Given information>

☆ ☆ ☆ ☆

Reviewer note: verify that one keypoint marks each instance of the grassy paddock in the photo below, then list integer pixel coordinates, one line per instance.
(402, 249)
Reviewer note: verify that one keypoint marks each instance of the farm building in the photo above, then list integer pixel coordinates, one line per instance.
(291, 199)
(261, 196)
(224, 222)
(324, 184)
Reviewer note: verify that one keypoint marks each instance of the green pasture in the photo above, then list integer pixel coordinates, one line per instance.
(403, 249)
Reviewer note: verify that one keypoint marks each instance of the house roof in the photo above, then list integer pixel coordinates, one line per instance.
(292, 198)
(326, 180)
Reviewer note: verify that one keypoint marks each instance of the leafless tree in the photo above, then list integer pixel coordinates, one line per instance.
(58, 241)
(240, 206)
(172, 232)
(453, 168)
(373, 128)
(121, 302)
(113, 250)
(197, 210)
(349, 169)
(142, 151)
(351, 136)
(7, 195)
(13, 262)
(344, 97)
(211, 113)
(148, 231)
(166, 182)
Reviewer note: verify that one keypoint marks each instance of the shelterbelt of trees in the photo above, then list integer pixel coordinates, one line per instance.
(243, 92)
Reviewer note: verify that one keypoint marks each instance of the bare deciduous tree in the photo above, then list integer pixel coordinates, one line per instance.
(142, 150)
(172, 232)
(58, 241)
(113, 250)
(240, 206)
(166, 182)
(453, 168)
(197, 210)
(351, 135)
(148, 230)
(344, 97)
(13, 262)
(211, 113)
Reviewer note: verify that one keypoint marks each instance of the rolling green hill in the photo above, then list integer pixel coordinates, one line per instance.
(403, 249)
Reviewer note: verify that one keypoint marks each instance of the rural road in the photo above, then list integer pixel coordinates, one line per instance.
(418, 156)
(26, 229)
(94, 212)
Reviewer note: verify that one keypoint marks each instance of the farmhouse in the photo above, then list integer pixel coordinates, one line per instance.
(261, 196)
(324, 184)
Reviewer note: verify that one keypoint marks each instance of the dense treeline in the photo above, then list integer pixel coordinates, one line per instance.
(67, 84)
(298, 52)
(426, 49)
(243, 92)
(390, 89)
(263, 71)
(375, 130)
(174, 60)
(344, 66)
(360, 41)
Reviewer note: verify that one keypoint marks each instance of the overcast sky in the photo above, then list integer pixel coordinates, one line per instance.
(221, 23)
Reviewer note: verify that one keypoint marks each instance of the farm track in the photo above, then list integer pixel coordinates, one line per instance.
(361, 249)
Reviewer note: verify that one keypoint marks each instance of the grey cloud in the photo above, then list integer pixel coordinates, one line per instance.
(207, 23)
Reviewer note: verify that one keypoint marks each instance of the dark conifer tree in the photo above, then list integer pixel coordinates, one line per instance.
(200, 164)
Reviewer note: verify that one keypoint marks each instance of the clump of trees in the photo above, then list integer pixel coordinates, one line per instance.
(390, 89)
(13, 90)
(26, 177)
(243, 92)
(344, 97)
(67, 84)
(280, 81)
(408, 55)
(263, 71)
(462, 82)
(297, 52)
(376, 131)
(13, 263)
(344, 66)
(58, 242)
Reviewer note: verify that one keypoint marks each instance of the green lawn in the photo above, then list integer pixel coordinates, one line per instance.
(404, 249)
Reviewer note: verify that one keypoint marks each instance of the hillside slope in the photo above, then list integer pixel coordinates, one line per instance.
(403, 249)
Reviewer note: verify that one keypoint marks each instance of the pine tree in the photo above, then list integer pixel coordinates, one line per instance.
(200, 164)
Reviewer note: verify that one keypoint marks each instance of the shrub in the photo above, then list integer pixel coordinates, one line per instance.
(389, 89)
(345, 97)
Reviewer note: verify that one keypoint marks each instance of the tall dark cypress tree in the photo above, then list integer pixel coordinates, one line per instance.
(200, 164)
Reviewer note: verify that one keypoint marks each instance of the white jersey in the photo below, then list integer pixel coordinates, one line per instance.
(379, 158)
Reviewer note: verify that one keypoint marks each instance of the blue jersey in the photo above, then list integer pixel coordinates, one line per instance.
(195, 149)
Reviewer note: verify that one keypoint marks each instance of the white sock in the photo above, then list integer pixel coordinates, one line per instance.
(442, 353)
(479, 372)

☆ ☆ ☆ ☆

What you need to do> Give the entries from the line containing "of the blue" (that line included) through the end of the entries as a two-column CSV with the header note,coordinates and one row per entry. Each row holds the entry's text and its answer, each in one double-quoted field, with line breaks replaced by spaces.

Solved exercise>
note,coordinates
"Reviewer note: verify that one keypoint marks each instance of the blue jersey in the photo above, then list integer pixel coordinates, one line per instance.","(195, 149)"
"Reviewer note: verify that one keypoint marks each instance of the white sock in the photo above, then list integer pixel coordinates, one line per instance.","(442, 353) (479, 372)"